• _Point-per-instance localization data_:
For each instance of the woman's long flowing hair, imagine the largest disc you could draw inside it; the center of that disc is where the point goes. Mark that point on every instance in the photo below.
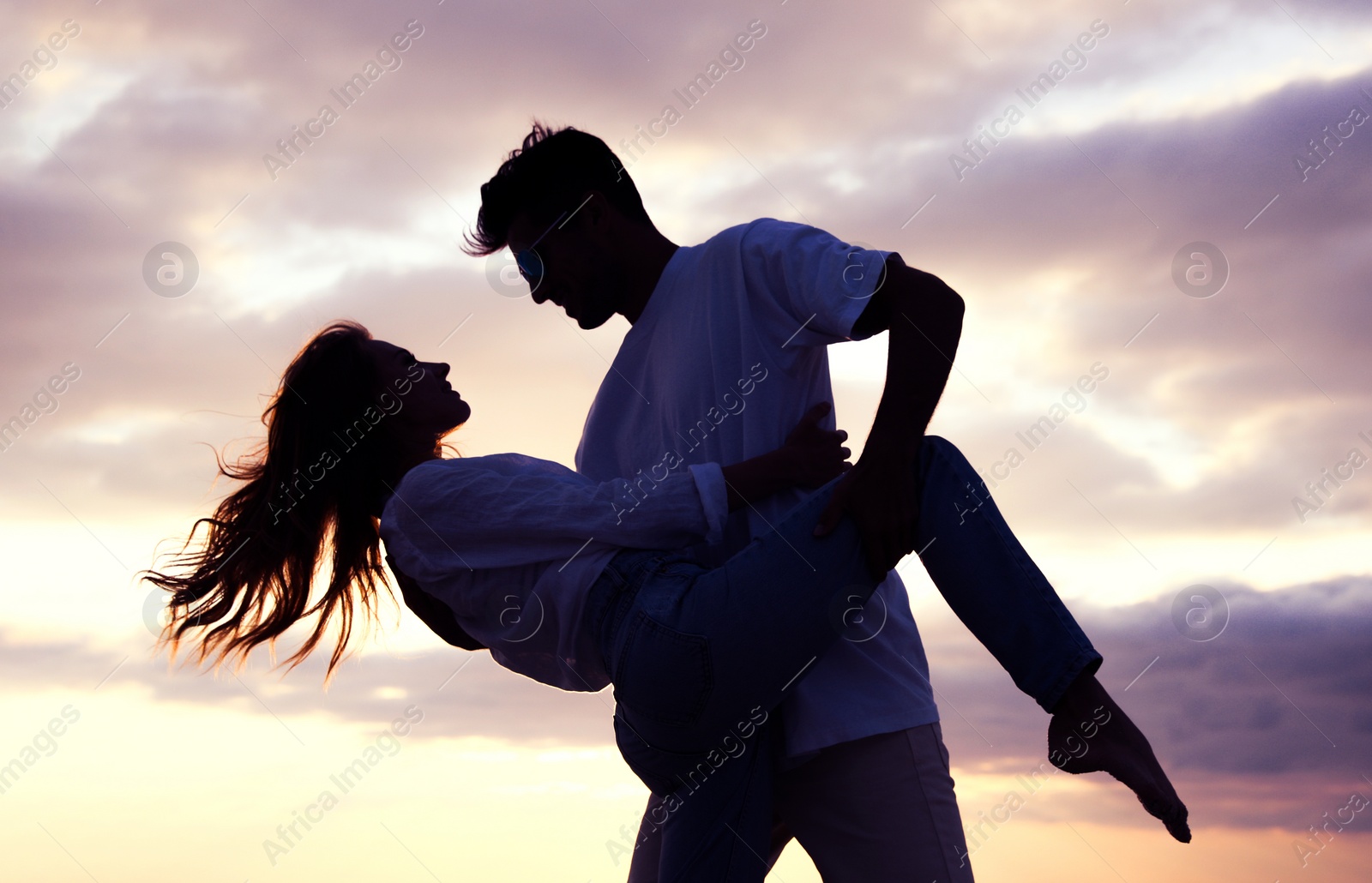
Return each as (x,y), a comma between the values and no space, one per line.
(333,448)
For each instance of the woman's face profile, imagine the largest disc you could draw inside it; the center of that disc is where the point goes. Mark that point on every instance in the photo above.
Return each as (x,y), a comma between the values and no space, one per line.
(430,402)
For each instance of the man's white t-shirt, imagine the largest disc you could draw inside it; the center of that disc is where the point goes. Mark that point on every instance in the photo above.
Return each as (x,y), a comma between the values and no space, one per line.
(726,358)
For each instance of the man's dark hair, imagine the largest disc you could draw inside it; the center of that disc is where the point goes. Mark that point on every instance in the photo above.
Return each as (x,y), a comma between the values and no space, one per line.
(546,176)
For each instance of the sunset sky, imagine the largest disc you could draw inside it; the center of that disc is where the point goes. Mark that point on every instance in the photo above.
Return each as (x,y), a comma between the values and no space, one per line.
(1182,205)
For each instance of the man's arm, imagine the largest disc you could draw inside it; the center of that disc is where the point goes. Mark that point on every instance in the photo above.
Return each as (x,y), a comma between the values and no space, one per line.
(923,317)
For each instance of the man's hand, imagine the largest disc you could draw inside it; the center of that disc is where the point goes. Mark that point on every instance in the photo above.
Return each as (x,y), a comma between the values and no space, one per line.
(882,496)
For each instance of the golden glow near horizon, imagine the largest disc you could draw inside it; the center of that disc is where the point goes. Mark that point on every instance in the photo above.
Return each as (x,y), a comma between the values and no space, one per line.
(1214,446)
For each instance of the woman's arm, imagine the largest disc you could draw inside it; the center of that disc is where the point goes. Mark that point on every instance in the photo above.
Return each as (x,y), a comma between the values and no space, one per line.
(809,458)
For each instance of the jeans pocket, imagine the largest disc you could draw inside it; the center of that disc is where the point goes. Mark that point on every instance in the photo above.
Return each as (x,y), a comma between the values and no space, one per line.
(663,675)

• _Work instructions_:
Reproduce the entries above exactly, without images.

• _Result of this exercise_:
For each instance of the woman's long flowing hair, imagine the largest disc you could draw inside it; the center of that disc is where the point goes. Mark that point on every instance in the photo below.
Return each as (x,y), a comma between the values and no space, one per line.
(333,448)
For each instance of the woman's face profile, imagine the largest disc you could draw inside it; the center of that disc is where the point goes. Mark that point on every instance in the photo above.
Return each as (x,y), a comma between the values and no space, one per line.
(430,402)
For each instance of the man's white t-shirt, imagine the largest disc you could draw inside it; the center of that disc is where the point goes. Mark that point on every instance in the photo above.
Return each as (x,y), a comma between the values and no space, one per line.
(726,358)
For each instance of the man's dark hair, imagine the largest disc you could draw inside it; the center of that disc is where the point goes. Mark that point on every instance in the photo above.
Return each as (x,y), a comma between the values and no space, one per line.
(546,176)
For each instance of the sunset sky, imagine the largest disc you could draw inside it; the center of that disc is where the point goes. Mark that point on every instance in the photo above.
Return each as (x,y), a comma between the values and no space, one per line.
(1182,205)
For each instance of the man's arm, imagine the largest disc you could draw inside it; the center of that disc is where the point goes. Mark that point on every instance in the photo above.
Return each as (x,y), a comma between the values and no space, one per line.
(923,317)
For each instance of the man's hand, imagine the largest disc you could draw inside it; the center of that disc is where the point goes. Mark that point on every instance in the photo above.
Return each as (x,y), a comma between the values and no space, one per line.
(882,496)
For each instance of the golden glow near horizon, imagine the largest disc you could draw inside it; the center of that disc is where the point goes. Mark that point on every instance in the photo above.
Return each as (x,y), a comma between the values and no space, one per line.
(1214,446)
For each instance of the woman's arm, imagine the largest disc you could draw inside it; the center of that disc is where the point goes. Mark that point on every instance in the photo above.
Return each as (x,y), a comma between the values and no space, one per line.
(809,458)
For each instance of the jeans pocket, imagine the largest disc you could draw inside it; the center of that disc is where the point goes. Mark that point on every instance in the photo above.
Return each as (x,y), a comma between the values and no space, one per line.
(663,675)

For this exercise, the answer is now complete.